Set exercise >>
Lines before the one containing "Could you point to the twig" are excluded; retype that line and all remaining lines of the material exactly.

Exercise data >>
* Start *

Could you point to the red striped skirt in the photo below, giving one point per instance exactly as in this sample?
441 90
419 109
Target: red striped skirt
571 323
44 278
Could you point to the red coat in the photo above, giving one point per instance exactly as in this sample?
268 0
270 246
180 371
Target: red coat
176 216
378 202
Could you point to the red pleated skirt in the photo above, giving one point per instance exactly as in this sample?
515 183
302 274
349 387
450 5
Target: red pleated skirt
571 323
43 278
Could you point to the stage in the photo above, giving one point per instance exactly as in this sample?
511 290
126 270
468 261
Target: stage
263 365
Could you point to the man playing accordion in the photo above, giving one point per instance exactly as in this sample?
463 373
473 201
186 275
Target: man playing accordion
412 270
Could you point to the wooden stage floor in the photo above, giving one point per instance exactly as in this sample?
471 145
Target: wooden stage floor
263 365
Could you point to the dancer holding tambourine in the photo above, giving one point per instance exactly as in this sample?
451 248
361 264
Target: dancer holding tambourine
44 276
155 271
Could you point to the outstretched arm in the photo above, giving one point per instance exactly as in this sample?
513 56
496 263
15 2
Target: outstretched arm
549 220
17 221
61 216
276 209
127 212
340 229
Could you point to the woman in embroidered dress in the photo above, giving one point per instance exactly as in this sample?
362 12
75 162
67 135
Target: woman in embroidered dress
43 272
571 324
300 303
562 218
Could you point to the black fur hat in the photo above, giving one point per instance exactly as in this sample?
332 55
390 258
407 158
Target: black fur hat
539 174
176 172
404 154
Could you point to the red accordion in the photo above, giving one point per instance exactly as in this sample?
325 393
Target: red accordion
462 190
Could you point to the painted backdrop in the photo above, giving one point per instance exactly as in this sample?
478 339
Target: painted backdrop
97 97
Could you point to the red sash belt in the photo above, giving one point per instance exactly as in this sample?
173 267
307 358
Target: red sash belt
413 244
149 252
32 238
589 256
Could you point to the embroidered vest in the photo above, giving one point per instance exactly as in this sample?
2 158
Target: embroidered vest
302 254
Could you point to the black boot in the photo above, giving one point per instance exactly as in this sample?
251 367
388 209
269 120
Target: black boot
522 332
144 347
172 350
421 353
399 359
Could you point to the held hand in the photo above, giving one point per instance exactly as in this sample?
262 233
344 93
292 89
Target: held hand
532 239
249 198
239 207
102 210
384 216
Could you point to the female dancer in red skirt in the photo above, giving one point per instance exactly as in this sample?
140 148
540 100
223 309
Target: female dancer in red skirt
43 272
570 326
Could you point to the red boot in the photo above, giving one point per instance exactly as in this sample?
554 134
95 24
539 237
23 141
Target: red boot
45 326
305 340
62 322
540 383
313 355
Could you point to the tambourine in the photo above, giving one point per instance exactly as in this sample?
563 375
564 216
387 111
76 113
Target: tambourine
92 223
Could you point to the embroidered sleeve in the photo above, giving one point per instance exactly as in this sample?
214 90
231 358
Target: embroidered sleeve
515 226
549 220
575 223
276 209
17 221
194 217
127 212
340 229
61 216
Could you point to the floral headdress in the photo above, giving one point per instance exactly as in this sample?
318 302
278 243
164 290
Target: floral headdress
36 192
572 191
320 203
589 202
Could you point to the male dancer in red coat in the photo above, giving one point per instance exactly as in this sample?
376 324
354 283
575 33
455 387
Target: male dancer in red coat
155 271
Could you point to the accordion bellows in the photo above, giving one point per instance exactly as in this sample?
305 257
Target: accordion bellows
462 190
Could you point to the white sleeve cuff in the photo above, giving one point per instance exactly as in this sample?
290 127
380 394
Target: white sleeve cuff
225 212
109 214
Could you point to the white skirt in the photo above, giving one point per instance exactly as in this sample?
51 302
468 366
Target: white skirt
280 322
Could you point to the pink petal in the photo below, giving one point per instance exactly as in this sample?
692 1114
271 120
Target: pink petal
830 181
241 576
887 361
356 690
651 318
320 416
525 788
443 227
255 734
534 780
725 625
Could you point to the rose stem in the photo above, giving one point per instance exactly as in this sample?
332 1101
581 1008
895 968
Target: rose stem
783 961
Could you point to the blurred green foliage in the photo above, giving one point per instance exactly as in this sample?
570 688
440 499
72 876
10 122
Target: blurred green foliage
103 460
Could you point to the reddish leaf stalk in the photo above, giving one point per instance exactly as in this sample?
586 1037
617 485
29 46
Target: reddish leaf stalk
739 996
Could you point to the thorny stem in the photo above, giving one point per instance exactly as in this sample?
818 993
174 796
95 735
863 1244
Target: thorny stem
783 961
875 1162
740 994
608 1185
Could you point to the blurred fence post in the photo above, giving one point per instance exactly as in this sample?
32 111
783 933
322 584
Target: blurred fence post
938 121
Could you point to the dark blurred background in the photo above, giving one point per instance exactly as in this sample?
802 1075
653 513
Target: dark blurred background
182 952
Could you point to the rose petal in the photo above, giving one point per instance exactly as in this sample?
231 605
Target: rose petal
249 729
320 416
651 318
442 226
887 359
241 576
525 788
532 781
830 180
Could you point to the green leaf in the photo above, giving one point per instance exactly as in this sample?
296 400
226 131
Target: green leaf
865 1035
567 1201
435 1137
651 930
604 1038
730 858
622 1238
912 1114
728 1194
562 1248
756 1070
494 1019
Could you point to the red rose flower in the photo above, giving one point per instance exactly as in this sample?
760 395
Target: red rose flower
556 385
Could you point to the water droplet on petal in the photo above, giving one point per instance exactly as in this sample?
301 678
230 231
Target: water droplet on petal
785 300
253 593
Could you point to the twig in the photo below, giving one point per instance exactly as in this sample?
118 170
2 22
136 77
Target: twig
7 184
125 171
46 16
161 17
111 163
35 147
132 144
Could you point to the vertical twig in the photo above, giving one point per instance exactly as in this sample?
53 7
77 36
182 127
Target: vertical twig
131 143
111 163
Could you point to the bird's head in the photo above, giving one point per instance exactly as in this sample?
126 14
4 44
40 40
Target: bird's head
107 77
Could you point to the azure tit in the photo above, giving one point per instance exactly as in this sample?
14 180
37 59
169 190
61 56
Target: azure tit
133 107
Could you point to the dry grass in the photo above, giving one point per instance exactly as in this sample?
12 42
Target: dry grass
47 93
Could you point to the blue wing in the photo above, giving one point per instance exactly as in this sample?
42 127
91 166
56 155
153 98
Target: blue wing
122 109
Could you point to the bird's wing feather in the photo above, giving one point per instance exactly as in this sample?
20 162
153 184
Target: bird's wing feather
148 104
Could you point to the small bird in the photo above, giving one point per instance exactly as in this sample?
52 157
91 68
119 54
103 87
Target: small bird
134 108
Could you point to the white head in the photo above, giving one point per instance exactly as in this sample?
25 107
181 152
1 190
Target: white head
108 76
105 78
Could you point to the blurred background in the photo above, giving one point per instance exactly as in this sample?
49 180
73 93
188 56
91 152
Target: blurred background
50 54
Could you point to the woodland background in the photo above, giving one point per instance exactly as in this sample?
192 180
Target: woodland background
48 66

* End *

Task result >>
Could you point to the twig in the photo below, giving one point per instance exactly as in this sample?
118 170
2 22
136 77
Target: twig
7 184
125 171
46 16
161 17
111 163
35 147
132 144
Could you point to the vertical twig in the photo above, giving one point per instance exactly as in this sample?
53 7
77 36
182 127
Target: vertical twig
131 143
111 163
Could you point to the bird's head in the photo above, giving one point per instance exactly as in this sample?
126 14
4 44
40 40
Target: bird's head
107 77
Could you point to the azure tit in the photo above, giving one point per instance exactly as in this sample?
14 180
37 59
169 190
61 56
Target: azure tit
133 107
Could you point to the dry grass in the photo above, giving one point per instance exactly as in this sample?
12 42
Target: dry grass
47 93
Could you point to the blue wing in the photo above, giving one point per instance exactly as in this sample?
42 127
91 166
56 155
153 98
Target: blue wing
122 109
Could you point to the bird's wing feather in the photo above, giving one point per instance exactly as in this sample?
20 162
153 184
Target: bird's wing feather
148 104
Could you point to the small bird in the photo above, giving one point per instance exactly as in this sample?
52 157
91 68
119 54
103 87
Target: small bird
134 108
Could you point to the white head in the photo above, giving one point per instance exactly as in this sample?
25 107
181 152
1 190
Target: white head
108 76
105 78
Could you point to the blurred background in the photo above, giving one point per instance exactly as in this sample?
49 180
73 93
188 56
91 152
Target: blurred background
50 54
Could you point to the woodland background in the photo above, giving one point per instance exactly as in this sample?
192 180
Target: woodland background
48 66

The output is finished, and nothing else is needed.